:: Texte retenu ::

En principe, le fonctionnaire ou l’agent de la fonction publique n'a pas un droit au maintien dans un poste auquel il est affecté.
L’administration est donc libre de modifier l’affectation du fonctionnaire ou de l'agent pour des nécessités de service, sans pour autant porter atteinte aux droits du statut particulier de leur cadre d'emploi.
L’article 52 de la loi n° 84-53 du 26 janvier 1984 portant dispositions statutaires relatives à la fonction publique territoriale prévoit que « l’autorité territoriale procède aux mouvements des fonctionnaires au sein de la collectivité ou de l’établissement ; seules les mutations comportant changement de résidence ou modification de la situation des intéressés sont soumises à l’avis des commissions administratives paritaires (…) ».
Le juge administratif distingue la mesure d’ordre intérieur, ne faisant pas grief au fonctionnaire concerné, de la mutation interne, soumise au respect de règles procédurales et susceptible de recours.
Le Conseil d’Etat a défini ces mesures d’ordre intérieur prises à l’égard des fonctionnaires comme : « des mesures qui, tout en modifiant leur affectation ou les tâches qu’ils ont à accomplir, ne portent pas atteinte aux droits et prérogatives qu’ils tiennent de leur statut ou à l’exercice de leurs droits et libertés fondamentaux, ni n’emportent perte de responsabilités ou de rémunération (…) » et ce « alors même que cette mesure de changement d’affectation a été prise pour des motifs tenant au comportement » de l’agent concerné.
Pour caractériser une mutation au sens de l’article 52 de la loi du 26 janvier 1984, le juge administratif prend en compte différents critères comme le changement de résidence administrative de l’agent, la perte de responsabilités, la réduction de ses indemnités, la nature des tâches confiées, les avantages matériels perdus, la diminution de la rémunération ou le déclassement subi dans l’exercice des fonctions.
Or, le changement d'affectation entrainant une modification de la situation du fonctionnaire doit être précédé d'une saisine préalable de la CAP (commission administrative paritaire) et de la consultation du dossier par l’intéressé car il s'agit alors d'une mutation d'office dans l'intérêt du service.
S’agissant de la perte de responsabilité subséquente à la mutation, le 30 janvier 2018, la cour administrative d’appel de Marseille a jugé que les agents et fonctionnaires sont susceptibles de pouvoir faire annuler leur mutation de poste par le juge administratif en cas de perte de responsabilités (CAA de MARSEILLE, 9ème chambre, 30 janvier 2018, N° 16MA04395)
En l’espèce, une directrice territoriale était en charge de la direction de la culture et du patrimoine d’une commune.

:::

== Consigne donnée A ==
Recopiez fidèlement la portion des enregistrements qui va de leur tout début jusqu'à la ligne contenant « The pointer SHOULD return, for each instance of the potato in », celle-ci comprise.

:: Données brutes ::

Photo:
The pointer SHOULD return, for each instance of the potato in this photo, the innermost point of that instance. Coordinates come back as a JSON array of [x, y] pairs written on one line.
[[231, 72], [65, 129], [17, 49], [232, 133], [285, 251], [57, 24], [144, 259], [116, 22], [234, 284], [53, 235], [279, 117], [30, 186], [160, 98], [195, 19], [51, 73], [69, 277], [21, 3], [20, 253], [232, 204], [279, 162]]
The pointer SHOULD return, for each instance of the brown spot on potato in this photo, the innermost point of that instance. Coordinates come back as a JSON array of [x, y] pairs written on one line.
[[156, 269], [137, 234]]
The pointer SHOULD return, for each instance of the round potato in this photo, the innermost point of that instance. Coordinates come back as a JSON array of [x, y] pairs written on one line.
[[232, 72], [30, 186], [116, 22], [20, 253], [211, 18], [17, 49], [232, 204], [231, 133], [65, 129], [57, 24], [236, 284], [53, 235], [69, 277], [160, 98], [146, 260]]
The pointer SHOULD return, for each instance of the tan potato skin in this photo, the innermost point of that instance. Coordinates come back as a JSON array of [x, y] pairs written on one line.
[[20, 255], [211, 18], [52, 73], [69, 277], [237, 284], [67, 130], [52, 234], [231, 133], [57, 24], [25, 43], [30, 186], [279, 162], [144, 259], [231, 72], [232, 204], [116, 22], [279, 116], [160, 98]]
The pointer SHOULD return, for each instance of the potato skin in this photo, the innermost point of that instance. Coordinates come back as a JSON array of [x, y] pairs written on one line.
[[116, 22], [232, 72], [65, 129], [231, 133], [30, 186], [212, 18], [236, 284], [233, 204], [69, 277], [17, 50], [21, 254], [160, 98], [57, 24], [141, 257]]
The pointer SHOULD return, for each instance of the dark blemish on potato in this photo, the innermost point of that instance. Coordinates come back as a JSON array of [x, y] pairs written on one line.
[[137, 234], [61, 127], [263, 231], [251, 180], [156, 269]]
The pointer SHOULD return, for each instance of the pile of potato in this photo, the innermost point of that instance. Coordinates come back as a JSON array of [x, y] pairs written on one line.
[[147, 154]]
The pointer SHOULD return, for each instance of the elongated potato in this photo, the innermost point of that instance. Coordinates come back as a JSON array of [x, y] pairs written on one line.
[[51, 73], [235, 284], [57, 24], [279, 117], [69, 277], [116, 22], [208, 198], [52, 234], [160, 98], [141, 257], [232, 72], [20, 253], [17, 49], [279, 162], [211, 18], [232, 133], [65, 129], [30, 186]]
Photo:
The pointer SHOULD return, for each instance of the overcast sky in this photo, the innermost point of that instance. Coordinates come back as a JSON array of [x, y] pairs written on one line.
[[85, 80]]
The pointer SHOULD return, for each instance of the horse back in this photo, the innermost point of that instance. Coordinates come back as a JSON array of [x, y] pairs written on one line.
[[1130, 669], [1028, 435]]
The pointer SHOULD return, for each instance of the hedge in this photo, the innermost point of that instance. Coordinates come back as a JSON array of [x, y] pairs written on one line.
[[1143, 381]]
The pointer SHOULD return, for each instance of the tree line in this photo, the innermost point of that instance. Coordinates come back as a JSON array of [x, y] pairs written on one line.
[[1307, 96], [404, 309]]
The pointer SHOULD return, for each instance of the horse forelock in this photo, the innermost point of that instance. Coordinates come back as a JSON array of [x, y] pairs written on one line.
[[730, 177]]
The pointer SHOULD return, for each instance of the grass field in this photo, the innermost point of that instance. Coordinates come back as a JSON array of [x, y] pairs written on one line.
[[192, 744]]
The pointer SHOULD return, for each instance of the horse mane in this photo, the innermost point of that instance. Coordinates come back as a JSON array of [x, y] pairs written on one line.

:::

== Consigne donnée B ==
Prolongez le texte consacré au changement d'affectation des fonctionnaires à la suite de sa dernière phrase.

== Résultat de la tâche A ==
Photo:
The pointer SHOULD return, for each instance of the potato in this photo, the innermost point of that instance. Coordinates come back as a JSON array of [x, y] pairs written on one line.

== Résultat de la tâche B ==
Le maire de la commune a décidé de son changement d'affectation pour les fonctions de directrice de la cohésion sociale.
La fonctionnaire a demandé au tribunal administratif d'annuler l'acte d’affectation et de changement de poste et d'enjoindre à la commune de la réaffecter, sous astreinte, à son ancien poste.
Par jugement, le tribunal administratif a annulé la mutation d'office de la fonctionnaire.
Les juges d’appel ont relevé que la fonctionnaire a été affectée par l'acte attaqué à un emploi correspondant à son grade, sans qu'il ait été porté atteinte aux droits et prérogatives qu'elle tient de son statut, et sans perte de rémunération.
Cependant, eu égard à la différence de moyens humains et financiers alloués respectivement à ces deux directions, les juges ont estimé que le changement d'affectation de l'intéressée doit être regardé comme ayant entraîné une perte de responsabilités.
En effet, elle gérait un budget de 6 millions d'euros en qualité de directrice de la culture et du patrimoine et avait sous son autorité une centaine de personnes, alors que le budget affecté à la direction de la cohésion sociale, qui ne comporte que 5 agents, n'est que de quelques centaines de milliers d'euros.
De plus, selon la cour administrative d’appel, si la commune de Montpellier fait état d'un désaccord entre son maire et la fonctionnaire sur la politique culturelle de la ville, qui aurait entraîné un dysfonctionnement de la direction de la culture et du patrimoine dont l'intéressée avait la charge, ni la réalité de cette dissension ni celle d'un dysfonctionnement ne sont établis, de sorte que l'intérêt du service ne justifiait pas le changement d'affectation de l'intéressée.
Il résulte de cette décision que les mutations d’agents et fonctionnaires sont susceptibles d’être annulées par le juge en cas de perte de responsabilités.
En outre, il découle de cet arrêt que la perte de responsabilités s’analyse notamment au regard :
- du montant du budget affecté ;
- du nombre de personnes géré.
Il est important de garder en mémoire que les mutations d’agents et fonctionnaires sont aussi susceptibles d’être annulées par le juge administratif en cas de perte de rémunération.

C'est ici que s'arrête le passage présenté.